#### [Task to carry out]
Set out the listing word for word. End with the line that contains "phrase -- red basket".

#### [Excerpted data]
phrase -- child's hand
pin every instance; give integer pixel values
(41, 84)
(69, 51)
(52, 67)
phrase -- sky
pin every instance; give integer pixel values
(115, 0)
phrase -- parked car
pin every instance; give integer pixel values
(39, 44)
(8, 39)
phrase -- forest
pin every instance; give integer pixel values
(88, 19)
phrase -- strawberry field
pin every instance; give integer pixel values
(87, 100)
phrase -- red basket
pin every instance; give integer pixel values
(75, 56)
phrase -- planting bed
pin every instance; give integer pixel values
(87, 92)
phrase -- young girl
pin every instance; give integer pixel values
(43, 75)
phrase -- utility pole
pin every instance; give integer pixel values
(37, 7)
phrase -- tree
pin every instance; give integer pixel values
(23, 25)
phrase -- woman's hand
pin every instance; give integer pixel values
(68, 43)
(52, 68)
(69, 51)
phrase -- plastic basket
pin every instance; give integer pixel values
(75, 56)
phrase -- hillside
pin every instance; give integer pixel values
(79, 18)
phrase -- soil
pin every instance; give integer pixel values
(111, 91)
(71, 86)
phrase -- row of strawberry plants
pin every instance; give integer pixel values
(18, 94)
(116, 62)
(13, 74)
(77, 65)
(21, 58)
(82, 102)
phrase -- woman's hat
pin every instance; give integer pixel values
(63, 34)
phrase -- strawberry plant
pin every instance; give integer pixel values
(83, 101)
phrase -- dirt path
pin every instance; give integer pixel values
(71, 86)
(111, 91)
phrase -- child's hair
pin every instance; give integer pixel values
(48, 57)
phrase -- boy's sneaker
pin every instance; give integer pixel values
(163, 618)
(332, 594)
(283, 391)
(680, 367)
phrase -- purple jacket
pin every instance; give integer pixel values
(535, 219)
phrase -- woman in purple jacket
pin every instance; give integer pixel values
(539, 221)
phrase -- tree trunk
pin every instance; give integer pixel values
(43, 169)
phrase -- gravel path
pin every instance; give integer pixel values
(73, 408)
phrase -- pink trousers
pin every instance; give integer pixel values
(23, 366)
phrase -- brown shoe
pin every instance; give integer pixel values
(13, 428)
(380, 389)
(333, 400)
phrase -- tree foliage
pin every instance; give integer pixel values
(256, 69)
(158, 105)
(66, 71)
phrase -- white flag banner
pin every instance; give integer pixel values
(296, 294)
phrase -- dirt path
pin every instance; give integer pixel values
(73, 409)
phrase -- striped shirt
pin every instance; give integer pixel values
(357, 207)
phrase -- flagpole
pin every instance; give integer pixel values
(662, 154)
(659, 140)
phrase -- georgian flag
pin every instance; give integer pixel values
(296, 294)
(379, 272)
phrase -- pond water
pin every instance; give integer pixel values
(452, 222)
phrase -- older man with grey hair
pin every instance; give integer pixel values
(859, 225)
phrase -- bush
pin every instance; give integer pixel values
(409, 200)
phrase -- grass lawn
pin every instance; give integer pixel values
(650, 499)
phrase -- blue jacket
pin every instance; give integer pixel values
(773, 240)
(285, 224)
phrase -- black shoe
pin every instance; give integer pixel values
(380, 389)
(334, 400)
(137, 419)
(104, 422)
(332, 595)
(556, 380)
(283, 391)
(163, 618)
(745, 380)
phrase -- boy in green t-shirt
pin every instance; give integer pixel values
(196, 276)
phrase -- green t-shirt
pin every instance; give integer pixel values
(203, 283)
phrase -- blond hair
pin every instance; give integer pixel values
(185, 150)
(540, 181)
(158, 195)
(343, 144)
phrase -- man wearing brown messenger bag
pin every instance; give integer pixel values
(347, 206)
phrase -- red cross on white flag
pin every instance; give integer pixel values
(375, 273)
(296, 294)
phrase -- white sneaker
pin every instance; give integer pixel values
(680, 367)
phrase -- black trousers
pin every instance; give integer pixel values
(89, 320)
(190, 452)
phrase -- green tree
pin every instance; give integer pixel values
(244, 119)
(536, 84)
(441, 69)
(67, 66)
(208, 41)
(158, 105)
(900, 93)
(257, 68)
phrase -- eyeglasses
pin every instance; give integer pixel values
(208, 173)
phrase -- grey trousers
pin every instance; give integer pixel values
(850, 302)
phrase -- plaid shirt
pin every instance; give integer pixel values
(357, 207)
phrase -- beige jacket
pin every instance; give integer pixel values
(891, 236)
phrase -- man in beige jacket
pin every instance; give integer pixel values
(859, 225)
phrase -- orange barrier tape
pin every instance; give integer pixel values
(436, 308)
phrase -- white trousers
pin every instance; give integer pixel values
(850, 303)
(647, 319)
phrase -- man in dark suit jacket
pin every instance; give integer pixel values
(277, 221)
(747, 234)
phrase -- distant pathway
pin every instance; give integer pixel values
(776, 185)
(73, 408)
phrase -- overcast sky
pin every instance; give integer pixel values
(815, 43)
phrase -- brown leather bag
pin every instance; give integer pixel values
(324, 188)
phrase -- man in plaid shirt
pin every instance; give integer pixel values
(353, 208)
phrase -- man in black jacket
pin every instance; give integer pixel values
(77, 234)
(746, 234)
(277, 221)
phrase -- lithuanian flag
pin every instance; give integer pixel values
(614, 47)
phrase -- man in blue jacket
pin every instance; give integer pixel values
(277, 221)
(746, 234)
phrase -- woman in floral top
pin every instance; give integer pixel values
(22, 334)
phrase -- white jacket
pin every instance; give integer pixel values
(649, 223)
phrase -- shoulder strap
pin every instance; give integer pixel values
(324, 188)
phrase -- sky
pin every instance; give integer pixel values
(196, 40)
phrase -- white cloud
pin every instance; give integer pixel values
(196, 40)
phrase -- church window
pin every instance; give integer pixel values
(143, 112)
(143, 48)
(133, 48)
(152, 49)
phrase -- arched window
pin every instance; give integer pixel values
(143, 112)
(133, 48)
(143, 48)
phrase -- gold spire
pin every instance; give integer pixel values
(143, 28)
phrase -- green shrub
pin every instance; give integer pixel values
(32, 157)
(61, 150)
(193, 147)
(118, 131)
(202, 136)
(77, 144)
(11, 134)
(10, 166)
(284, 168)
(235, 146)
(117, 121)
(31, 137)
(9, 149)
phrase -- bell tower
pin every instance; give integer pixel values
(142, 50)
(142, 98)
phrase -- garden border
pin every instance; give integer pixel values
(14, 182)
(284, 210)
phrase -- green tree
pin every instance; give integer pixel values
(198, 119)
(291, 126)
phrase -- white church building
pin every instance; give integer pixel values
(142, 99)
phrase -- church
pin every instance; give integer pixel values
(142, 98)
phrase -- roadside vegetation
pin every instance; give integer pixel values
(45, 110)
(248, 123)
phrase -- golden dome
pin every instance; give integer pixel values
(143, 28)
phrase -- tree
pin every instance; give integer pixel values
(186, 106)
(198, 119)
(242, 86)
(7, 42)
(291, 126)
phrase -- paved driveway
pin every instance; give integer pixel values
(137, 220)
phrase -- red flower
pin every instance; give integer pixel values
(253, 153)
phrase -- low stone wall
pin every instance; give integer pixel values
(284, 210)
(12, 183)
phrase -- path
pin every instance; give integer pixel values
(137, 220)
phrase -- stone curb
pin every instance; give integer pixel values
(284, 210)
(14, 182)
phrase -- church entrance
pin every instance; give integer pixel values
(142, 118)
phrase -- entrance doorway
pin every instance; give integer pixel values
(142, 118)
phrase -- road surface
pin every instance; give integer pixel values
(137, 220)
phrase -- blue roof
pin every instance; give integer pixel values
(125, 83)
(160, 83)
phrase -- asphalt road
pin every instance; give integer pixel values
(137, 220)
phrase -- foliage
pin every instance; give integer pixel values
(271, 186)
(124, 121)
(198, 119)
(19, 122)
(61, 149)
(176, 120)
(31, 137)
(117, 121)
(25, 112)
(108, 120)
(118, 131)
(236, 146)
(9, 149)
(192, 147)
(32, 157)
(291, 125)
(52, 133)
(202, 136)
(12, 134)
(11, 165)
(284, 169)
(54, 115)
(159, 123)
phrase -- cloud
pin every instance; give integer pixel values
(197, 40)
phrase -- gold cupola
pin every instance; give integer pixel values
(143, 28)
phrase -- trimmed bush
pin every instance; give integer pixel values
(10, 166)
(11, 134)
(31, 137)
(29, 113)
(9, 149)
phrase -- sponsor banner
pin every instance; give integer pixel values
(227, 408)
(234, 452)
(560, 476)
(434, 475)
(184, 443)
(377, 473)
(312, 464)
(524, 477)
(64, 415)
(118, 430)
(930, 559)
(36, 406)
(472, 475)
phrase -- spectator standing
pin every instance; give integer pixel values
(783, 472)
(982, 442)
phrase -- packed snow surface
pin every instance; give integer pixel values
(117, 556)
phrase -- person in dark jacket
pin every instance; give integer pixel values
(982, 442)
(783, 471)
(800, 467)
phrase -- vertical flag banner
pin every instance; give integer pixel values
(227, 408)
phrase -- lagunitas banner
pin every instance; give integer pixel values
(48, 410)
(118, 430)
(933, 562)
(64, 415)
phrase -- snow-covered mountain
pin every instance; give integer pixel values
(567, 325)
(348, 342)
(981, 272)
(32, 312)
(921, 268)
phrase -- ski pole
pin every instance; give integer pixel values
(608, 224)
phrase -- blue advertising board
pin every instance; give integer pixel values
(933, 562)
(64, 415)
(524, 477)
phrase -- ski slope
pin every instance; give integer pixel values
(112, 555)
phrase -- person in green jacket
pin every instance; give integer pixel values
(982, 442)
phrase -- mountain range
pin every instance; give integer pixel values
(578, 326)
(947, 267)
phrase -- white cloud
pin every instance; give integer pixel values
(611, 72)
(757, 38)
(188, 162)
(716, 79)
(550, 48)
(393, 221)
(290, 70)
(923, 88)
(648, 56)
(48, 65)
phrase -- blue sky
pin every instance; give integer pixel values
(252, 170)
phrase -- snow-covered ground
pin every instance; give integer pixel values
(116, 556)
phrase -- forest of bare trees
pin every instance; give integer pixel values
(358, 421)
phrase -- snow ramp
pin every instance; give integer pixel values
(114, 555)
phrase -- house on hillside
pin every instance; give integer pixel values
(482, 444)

#### [Answer space]
phrase -- child's hand
pin every instance; give integer pixel values
(41, 84)
(69, 51)
(52, 67)
phrase -- sky
pin every instance; give integer pixel values
(115, 0)
phrase -- parked car
pin every instance; give integer pixel values
(39, 44)
(8, 39)
phrase -- forest
pin every instance; give integer pixel values
(88, 19)
phrase -- strawberry field
pin every instance; give integer pixel values
(87, 100)
phrase -- red basket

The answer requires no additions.